## DOCUMENT EXCERPT:
We have an administration implementing policies that are destructive to the way this country was founded.
They are destructive to the uh opportunities for happiness and prosperity that this country has provided for 230 years, and we're alarmed by it.
And I see that a lot of other people are alarmed by it too, but they don't have the guts to say so per se because they are afraid of having happened to them what has been happening to me with the White House and the media trying to destroy them or ruin their reputations or what have you.
So they they're cowed, and they have to say, oh, we love the guy, and I love the family.
Oh, it's so wonderful.
I voted for the guy.
Policies are disastrous, but we voted.
Well, to me, uh this is not about hero worship, and it's not about anything historical to do with his election.
He's all our presidents now.
He's he's uh and his policies are what matter, doesn't matter anything else as far as I'm concerned.
He doesn't get a pass on implementing policies that destroy the nation's past and its founding simply because he's new, historic, a young, smart guy, and lovable and likable.
Look past those things because it's the people of the country I'm concerned about.
It is the country itself I'm concerned about, not a single individual.
Deborah Saunders, columnist for the San Francisco Chronicle, sent me a note during the program yesterday, and I got around to answering it afterwards.
And she wanted to take up this whole I want him to fail business, and she wanted.
Could you send me the original statement?
Could you send me when you first said this?
And I said, sure, it was January 16th.
It was a Friday, and it was the top of the last hour of the program.
And I said the same things then that I said now, just said to you.
And I said, why would I want somebody who is antithetical to the nation's founding to freedom and so why why would I want somebody to succeed in destroying that?
It's it's it's perfectly sensible.
And I was got to thinking uh about this.
You know, the Federalist Pers and the Constitutional Convention debates are rife with arguments about the separation of powers.
Now stick with me on this because this is a fundamental point to try to explain, especially to those of you who are new to the program, what it is that guides me.
The whole theory of the separation of powers, meaning legislative branch, judicial branch, executive branch, was ingeniously based on human nature.
Our founding fathers had studied history, and they knew that absolute power corrupts absolutely.
So we divide power.

## ENTRIES SUPPLIED:
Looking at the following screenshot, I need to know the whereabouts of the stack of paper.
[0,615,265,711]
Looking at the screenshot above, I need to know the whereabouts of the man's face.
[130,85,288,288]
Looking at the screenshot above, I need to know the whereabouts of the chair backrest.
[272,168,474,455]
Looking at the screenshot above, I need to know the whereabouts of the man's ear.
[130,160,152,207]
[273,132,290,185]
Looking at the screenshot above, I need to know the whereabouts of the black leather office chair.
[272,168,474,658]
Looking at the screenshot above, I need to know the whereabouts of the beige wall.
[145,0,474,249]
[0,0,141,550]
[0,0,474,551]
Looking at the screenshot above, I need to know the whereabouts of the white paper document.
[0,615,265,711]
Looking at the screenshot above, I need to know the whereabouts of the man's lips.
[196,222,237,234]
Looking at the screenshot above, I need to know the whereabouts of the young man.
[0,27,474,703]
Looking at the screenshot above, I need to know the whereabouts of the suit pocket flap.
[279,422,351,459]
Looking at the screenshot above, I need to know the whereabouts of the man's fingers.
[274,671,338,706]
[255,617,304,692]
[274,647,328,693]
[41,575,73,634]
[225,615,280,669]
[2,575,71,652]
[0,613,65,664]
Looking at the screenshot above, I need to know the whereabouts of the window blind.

## WHAT TO WORK ON:
a) From the transcript, reproduce word for word the stretch from "He's he's uh" through "first said this?".
b) Answer these questions from the transcript:
(i) For how many years does the speaker say the country has provided opportunities for happiness and prosperity?
(ii) Which newspaper does Deborah Saunders write a column for?
(iii) What did the founding fathers know from studying history?

## SOLVED PROBLEMS:
a)
He's he's uh and his policies are what matter, doesn't matter anything else as far as I'm concerned.
He doesn't get a pass on implementing policies that destroy the nation's past and its founding simply because he's new, historic, a young, smart guy, and lovable and likable.
Look past those things because it's the people of the country I'm concerned about.
It is the country itself I'm concerned about, not a single individual.
Deborah Saunders, columnist for the San Francisco Chronicle, sent me a note during the program yesterday, and I got around to answering it afterwards.
And she wanted to take up this whole I want him to fail business, and she wanted.
Could you send me the original statement?
Could you send me when you first said this?

b)
(i) 230 years.
(ii) The San Francisco Chronicle.
(iii) They knew that absolute power corrupts absolutely.